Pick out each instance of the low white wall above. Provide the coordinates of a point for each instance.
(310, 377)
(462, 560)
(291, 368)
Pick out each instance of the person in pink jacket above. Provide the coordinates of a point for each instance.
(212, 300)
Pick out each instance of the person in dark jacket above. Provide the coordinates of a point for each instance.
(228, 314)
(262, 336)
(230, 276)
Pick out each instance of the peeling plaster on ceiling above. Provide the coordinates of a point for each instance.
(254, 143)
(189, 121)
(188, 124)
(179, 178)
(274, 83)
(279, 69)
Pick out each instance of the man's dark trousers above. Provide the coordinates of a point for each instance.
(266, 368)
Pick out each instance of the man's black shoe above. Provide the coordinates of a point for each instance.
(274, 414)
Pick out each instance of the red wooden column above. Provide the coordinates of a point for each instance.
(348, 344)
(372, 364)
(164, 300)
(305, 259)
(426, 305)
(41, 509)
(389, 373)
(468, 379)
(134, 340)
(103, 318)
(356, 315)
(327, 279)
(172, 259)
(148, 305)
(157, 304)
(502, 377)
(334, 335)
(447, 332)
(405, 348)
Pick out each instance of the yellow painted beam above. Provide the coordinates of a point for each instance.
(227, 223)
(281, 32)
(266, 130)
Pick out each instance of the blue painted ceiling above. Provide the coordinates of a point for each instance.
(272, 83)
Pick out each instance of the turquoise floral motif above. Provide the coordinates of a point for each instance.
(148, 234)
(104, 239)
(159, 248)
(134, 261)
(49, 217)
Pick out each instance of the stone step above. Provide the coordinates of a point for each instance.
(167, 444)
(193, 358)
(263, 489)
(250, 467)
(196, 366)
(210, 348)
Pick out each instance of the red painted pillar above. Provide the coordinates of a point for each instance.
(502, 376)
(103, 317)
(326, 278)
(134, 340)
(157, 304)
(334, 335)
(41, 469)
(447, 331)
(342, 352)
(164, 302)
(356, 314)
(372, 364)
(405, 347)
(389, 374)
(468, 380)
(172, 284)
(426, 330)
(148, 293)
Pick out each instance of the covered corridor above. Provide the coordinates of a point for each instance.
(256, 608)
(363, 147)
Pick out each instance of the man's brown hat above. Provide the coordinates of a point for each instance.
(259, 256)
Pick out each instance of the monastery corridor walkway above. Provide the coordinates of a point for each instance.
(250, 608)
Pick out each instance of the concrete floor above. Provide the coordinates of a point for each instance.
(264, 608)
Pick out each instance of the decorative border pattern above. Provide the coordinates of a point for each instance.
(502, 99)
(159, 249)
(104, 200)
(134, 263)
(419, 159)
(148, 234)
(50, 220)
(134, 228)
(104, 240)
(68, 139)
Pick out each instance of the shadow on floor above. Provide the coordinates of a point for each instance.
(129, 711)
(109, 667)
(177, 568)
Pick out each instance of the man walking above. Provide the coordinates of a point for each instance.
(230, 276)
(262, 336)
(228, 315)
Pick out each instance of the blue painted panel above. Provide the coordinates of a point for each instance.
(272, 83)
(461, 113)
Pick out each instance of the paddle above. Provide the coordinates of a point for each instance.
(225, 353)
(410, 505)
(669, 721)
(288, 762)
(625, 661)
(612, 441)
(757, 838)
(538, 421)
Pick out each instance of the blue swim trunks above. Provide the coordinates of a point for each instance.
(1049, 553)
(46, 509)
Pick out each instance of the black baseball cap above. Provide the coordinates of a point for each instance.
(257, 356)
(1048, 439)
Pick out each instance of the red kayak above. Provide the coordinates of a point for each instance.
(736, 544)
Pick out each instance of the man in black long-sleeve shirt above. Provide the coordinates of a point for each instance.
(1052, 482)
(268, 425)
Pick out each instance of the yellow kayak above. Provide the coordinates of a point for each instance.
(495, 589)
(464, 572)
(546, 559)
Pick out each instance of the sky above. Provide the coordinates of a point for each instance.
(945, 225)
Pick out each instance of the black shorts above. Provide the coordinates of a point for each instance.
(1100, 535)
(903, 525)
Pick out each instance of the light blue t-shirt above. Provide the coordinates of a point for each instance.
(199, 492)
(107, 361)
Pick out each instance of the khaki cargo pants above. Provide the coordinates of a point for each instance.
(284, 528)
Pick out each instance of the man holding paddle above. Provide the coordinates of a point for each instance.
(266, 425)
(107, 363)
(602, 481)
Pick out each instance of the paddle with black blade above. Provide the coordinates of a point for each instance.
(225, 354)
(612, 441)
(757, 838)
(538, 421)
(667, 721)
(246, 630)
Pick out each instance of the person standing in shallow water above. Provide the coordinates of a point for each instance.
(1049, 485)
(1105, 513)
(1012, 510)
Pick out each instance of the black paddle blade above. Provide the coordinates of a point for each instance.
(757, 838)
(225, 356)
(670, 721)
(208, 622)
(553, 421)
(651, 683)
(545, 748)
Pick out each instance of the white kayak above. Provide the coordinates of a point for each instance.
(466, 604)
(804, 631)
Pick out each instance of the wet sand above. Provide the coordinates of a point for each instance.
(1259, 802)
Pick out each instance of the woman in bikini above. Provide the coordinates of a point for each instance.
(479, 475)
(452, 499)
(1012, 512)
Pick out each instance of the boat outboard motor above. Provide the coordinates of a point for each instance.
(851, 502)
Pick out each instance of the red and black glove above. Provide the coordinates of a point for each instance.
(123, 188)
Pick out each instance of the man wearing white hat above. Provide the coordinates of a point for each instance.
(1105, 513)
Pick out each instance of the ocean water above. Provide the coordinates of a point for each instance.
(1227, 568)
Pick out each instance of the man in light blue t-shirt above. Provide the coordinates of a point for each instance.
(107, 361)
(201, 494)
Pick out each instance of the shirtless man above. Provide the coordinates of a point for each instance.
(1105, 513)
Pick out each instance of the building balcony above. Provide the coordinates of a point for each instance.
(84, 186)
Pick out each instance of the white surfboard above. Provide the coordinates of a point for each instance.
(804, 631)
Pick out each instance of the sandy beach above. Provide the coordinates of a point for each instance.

Prompt
Extract all of the data shown above and repeat it verbatim.

Result
Pick out each instance of the low white wall above. Provide the coordinates of a point for each instance.
(310, 377)
(462, 560)
(291, 368)
Pick out each instance of the person in pink jacket above. Provide the coordinates of a point for each instance.
(212, 300)
Pick out each instance of the person in dark jacket above. Provide the coordinates of a point for each instance.
(228, 314)
(262, 336)
(230, 276)
Pick out each instance of the peeling plaster on ceiling above. Provide the coordinates of a point for each instance.
(254, 143)
(189, 121)
(188, 124)
(179, 178)
(274, 83)
(279, 69)
Pick out each instance of the man's dark trousers above. Provide the coordinates of a point for each instance.
(266, 368)
Pick out each instance of the man's black shoe above. Provide the coordinates of a point for each instance.
(274, 414)
Pick out each instance of the red wooden column above. Provide the coordinates of a point for each instance.
(348, 344)
(372, 364)
(164, 300)
(305, 259)
(426, 305)
(41, 509)
(389, 373)
(468, 379)
(134, 340)
(103, 318)
(356, 315)
(327, 279)
(172, 259)
(148, 305)
(157, 304)
(502, 377)
(334, 335)
(447, 332)
(405, 348)
Pick out each instance of the yellow painted beam above. Provide the coordinates of a point for each instance.
(227, 223)
(281, 32)
(266, 130)
Pick out each instance of the blue painted ceiling above. Provide the coordinates of a point for each instance.
(272, 83)
Pick out each instance of the turquoise floral motif above. Provide the coordinates of a point for each instance.
(148, 234)
(104, 239)
(159, 248)
(134, 261)
(49, 217)
Pick out each instance of the stone step above. Provide the coordinates of a point for each instance.
(167, 444)
(193, 358)
(263, 489)
(250, 467)
(196, 366)
(210, 348)
Pick out each instance of the red painted pillar above. Provide the coordinates of a point for each instance.
(502, 376)
(103, 317)
(326, 278)
(134, 340)
(157, 304)
(334, 335)
(41, 469)
(447, 331)
(342, 352)
(164, 302)
(356, 314)
(372, 364)
(405, 347)
(389, 374)
(468, 380)
(172, 284)
(426, 330)
(148, 293)
Pick out each instance of the covered corridor above. Provide the coordinates of a point for each instance.
(256, 608)
(363, 147)
Pick out each instance of the man's brown hat above. Provide the coordinates of a point for each instance.
(259, 256)
Pick out each instance of the monastery corridor walkway above. Provide the coordinates of a point for each instance.
(250, 608)
Pick out each instance of the concrete floor above. Provide the coordinates of a point for each instance.
(264, 608)
Pick out each instance of the decorative border pattern above. Provide the coordinates of a point for each instance.
(502, 99)
(159, 249)
(104, 200)
(134, 263)
(419, 159)
(148, 234)
(50, 220)
(134, 228)
(104, 240)
(68, 139)
Pick out each instance of the shadow on floor above. Provide the coordinates of a point for each instance.
(129, 711)
(109, 667)
(177, 568)
Pick out each instance of the man walking above. Provide the coordinates of a point for each instance.
(230, 276)
(262, 336)
(228, 315)
Pick out each instance of the blue painted panel above. Provide the coordinates of a point for each instance.
(272, 83)
(461, 113)
Pick out each instance of the paddle above. Provide the coordinates of a point for each instance.
(225, 353)
(410, 505)
(669, 721)
(288, 762)
(625, 661)
(612, 441)
(757, 838)
(538, 421)
Pick out each instance of the blue swim trunks above. Provide the coordinates of a point for each instance.
(1049, 553)
(46, 509)
Pick out each instance of the black baseball cap above. Provide the coordinates of a point for each instance.
(257, 356)
(1048, 439)
Pick out each instance of the red kayak above. Provide the coordinates of a point for each instance.
(736, 544)
Pick out each instance of the man in black long-sleeve shirt above. Provide the coordinates of a point for each instance.
(1052, 482)
(268, 425)
Pick out each instance of the yellow kayak above. Provide the coordinates of a point for each instance.
(495, 589)
(464, 572)
(546, 559)
Pick out each instance of the sky above. Provide the coordinates of a point for each instance.
(945, 225)
Pick out each instance of the black shorts above. Provide the coordinates of a point for each instance.
(1100, 535)
(903, 525)
Pick out each instance of the light blue t-shirt above. Provide the coordinates of a point for each instance.
(199, 492)
(107, 361)
Pick out each instance of the khaki cargo pants above. Provide the coordinates of a point for each instance.
(284, 528)
Pick out each instance of the man holding paddle above. Provide the coordinates of a point for each instance.
(266, 425)
(107, 363)
(602, 481)
Pick out each instance of the paddle with black blade above. Provide the coordinates of a point for each instance.
(225, 354)
(612, 441)
(757, 838)
(538, 421)
(667, 721)
(246, 630)
Pick out each instance of the person standing in shallow water above. Provide the coordinates of a point for each instance.
(1049, 485)
(1105, 513)
(1012, 510)
Pick out each instance of the black paddle blade above. Provide the coordinates of a point for each instance.
(757, 838)
(225, 356)
(670, 721)
(208, 622)
(553, 421)
(651, 683)
(545, 748)
Pick out each instance of the white kayak above. Provide the coordinates of a point for each instance.
(466, 604)
(804, 631)
Pick out each instance of the wet sand above. Provide the coordinates of a point for each instance.
(1259, 802)
Pick out each instance of the woman in bikini above. Provide the coordinates of a point for each instance.
(479, 475)
(452, 499)
(1012, 512)
Pick out each instance of the boat outboard motor above. Provide the coordinates of a point for each instance.
(851, 502)
Pick out each instance of the red and black glove above. Provide the coordinates of a point for each instance.
(123, 188)
Pick out each instance of the man wearing white hat above. Provide the coordinates of a point for each instance.
(1105, 513)
Pick out each instance of the ocean water above. Provide the coordinates of a point for each instance.
(1227, 568)
Pick out each instance of the man in light blue t-shirt above. Provide the coordinates of a point for each instance.
(107, 361)
(201, 494)
Pick out each instance of the shirtless man above. Provide the coordinates of a point for each instance.
(1105, 513)
Pick out each instance of the building balcony above. Provide the coordinates of a point for each instance.
(84, 186)
Pick out each instance of the white surfboard above. Provide the coordinates of a point for each instance.
(804, 631)
Pick out each instance of the sandy beach above. Provide the coordinates of a point for each instance.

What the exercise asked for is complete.